#### [EXCERPT PROVIDED]
######

As Principal Invesitigator, Pippa Steele is working primarily on the writing systems of Middle-Late Bronze Age Crete and Greece for her project research. This involves studying the Cretan Hieroglyphic, Linear A and Linear B scripts, looking at the contexts in which they were used and aiming to reconstruct the ways in which they are related to each other. Another aspect of this research involves studying the adaptation of writing systems for a new language from a theoretical point of view, and to aid this research she is also working on the development of the Greek alphabet from Phoenician and the spread of alphabetic systems around the Mediterranean. Linear B and the Greek alphabet provide a particularly useful point of comparison because they are both scripts that were borrowed and adapted to write the same language, Greek.

Following a doctorate focusing on the non-Greek languages of ancient Cyprus, Pippa has held a Henry Lumley Junior Research Fellowship (Magdalene College) and a British Academy Postdoctoral Fellowship, both at Cambridge. Her books include A Linguistic History of Ancient Cyprus (CUP 2013) and Society and Writing in Ancient Cyprus (CUP – coming out later this year), the latter a publication of her Evans Pritchard Lectures series given at All Souls College, Oxford, in 2014. She has also edited conference volumes and written numerous articles and book chapters on languages and writing systems. Her other research interests include ancient multilingualism and language contact (a field of study that is very much relevant to the propagation of ancient writing because writing systems were often adapted in multilingual situations) as well as the development of the Greek language over time in the eastern Mediterranean. She is a Senior Research Fellow at Magdalene College.

 

Research Associate: Dr Philip Boyes

Boyes

Philip Boyes is a Research Associate working on the context of writing at Ugarit, a Late Bronze Age city at the site of Ras Shamra in modern Syria. A new form of wedge-shaped cuneiform writing, the Ugaritic cuneiform alphabet, was used at this site, and represented an important innovation in adapting an earlier cuneiform syllabary to write the local Semitic language. An important aspect of this research involves thinking about how the innovation in writing relates to, and is embedded in, other forms of social change taking place at about the same time. An interdisciplinary approach is essential, and this research will draw heavily on archaeological and historical evidence as well as linguistic and epigraphic.

Philip has previously worked extensively on East Mediterranean and Levantine archaeology, with a doctoral thesis exploring the nature of social change in Phoenicia during the transition from the Late Bronze to Early Iron Age. Before that, he has worked on early Phoenician expansion into the Mediterranean and contacts between the Aegean and Anatolia during the Late Bronze Age. He has excavated at sites in Carthage, Turkey and extensively within the UK. One of his main research interests is social change – including change in writing and language, cultural contacts and how these relate to social identity. Since completing his PhD, Philip has also worked for Cambridge University Library as an Open Access Research Adviser, helping ensure that Cambridge research is available to anyone who wants to access it.

######

#### [DATASET]
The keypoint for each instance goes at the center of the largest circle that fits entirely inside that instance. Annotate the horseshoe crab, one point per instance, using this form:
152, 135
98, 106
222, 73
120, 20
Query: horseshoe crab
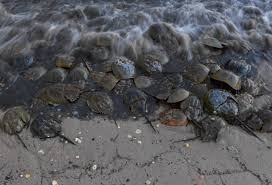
101, 103
123, 68
35, 73
142, 82
221, 102
197, 72
150, 64
45, 126
162, 85
105, 80
56, 75
228, 77
79, 73
136, 100
178, 95
14, 120
210, 128
60, 93
192, 108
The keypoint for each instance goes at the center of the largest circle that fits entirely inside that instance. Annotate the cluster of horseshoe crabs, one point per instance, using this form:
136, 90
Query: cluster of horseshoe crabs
208, 81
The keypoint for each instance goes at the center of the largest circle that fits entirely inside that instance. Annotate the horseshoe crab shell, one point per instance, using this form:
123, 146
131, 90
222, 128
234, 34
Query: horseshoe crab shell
64, 61
162, 85
101, 103
178, 95
136, 100
197, 73
79, 73
45, 126
56, 75
105, 80
228, 77
14, 120
123, 68
35, 73
221, 102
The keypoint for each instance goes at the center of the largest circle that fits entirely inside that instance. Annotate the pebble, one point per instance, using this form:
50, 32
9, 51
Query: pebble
54, 182
27, 176
78, 140
41, 152
94, 167
138, 131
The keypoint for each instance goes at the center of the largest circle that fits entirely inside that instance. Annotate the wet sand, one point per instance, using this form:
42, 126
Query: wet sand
131, 153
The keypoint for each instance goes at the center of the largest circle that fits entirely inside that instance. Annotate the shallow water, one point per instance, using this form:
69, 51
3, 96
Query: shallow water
43, 29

######

#### [TO DO]
Answer these questions from the staff profiles above.
1. Which two scripts are described as both borrowed and adapted to write Greek?
2. At which college is Pippa Steele a Senior Research Fellow?
3. In which modern country is the site of Ugarit located?

#### [FULL OUTPUT]
1. Linear B and the Greek alphabet
2. Magdalene College
3. Syria